Page text |
195

I'm working with Python v2, and I'm trying to find out if you can tell if a word is in a string.

I have found some information about identifying if the word is in the string - using .find, but is there a way to do an IF statement. I would like to have something like the following:

if string.find(word):
    print 'success'

Thanks for any help.

0

12 Answers 12

378

What is wrong with:

if word in mystring: 
   print 'success'
11
  • 119
    just as a caution, if you have a string "paratyphoid is bad" and you do a if "typhoid" in "paratyphoid is bad" you will get a true. – David Nelson Dec 19 '12 at 17:52
  • 4
    Anyone knows how to overcome this problem? – user2567857 Aug 19 '14 at 9:36
  • 4
    @user2567857, regular expressions -- see Hugh Bothwell's answer. – Mark Rajcok Aug 21 '14 at 19:23
  • 4
    if (word1 in mystring and word2 in mystring) – louie mcconnell Jul 11 '16 at 7:03
  • 4
    How is this the accepted answer?!! It just checks whether a sequence of characters (not a word) appear in a string – pedram bashiri Nov 19 '19 at 22:51
178
if 'seek' in 'those who seek shall find':
    print('Success!')

Short task 1 |
Which version of Python is the person asking in the thread working with?
Short task 2 |
According to the thread, why can the check `if word in mystring` give a misleading result when testing for a word, and what does one comment suggest instead?
Short task 3 |
Reproduce the stretch of the thread from "I'm working with" through "for any help.", word for word.

Stored data entries |
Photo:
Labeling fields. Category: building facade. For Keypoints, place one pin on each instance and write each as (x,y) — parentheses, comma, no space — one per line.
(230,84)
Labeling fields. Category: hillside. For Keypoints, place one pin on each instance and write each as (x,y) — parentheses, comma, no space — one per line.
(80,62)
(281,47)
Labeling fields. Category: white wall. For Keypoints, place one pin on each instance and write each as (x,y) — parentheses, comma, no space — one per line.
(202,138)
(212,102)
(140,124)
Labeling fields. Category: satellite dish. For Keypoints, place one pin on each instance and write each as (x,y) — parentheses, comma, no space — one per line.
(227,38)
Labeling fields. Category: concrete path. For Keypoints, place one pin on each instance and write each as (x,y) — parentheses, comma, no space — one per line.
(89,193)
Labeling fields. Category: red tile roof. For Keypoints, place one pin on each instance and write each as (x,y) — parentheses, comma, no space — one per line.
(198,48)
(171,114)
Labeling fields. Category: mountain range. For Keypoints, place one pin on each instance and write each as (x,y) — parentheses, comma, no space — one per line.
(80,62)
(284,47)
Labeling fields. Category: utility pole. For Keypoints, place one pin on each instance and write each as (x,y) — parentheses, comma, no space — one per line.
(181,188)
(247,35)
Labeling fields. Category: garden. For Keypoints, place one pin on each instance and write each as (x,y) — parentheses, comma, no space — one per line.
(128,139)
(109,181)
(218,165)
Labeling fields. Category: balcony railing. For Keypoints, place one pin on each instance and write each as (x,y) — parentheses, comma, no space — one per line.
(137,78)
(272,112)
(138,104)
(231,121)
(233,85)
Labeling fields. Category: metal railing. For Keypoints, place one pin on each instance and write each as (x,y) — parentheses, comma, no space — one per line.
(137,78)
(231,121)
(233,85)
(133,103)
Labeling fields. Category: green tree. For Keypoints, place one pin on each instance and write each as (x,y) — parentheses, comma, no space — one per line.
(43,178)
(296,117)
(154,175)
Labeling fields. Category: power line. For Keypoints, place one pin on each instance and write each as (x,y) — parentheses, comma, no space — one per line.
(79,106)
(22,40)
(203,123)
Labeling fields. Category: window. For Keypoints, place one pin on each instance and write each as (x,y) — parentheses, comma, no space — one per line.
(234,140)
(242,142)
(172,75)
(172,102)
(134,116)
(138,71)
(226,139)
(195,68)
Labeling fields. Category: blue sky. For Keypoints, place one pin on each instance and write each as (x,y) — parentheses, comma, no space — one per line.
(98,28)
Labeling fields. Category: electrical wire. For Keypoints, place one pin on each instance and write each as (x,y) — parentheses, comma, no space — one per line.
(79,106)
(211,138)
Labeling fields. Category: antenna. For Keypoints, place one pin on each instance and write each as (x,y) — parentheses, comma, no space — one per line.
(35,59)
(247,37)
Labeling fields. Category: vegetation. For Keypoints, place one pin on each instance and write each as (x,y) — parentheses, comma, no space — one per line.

Worked solution 1 |
Python v2.

Worked solution 2 |
The check only looks for a sequence of characters, not a whole word. So `"typhoid" in "paratyphoid is bad"` comes out true. A reply points to regular expressions, as in Hugh Bothwell's answer, as the fix.

Worked solution 3 |
I'm working with Python v2, and I'm trying to find out if you can tell if a word is in a string.

I have found some information about identifying if the word is in the string - using .find, but is there a way to do an IF statement. I would like to have something like the following:

if string.find(word):
    print 'success'

Thanks for any help.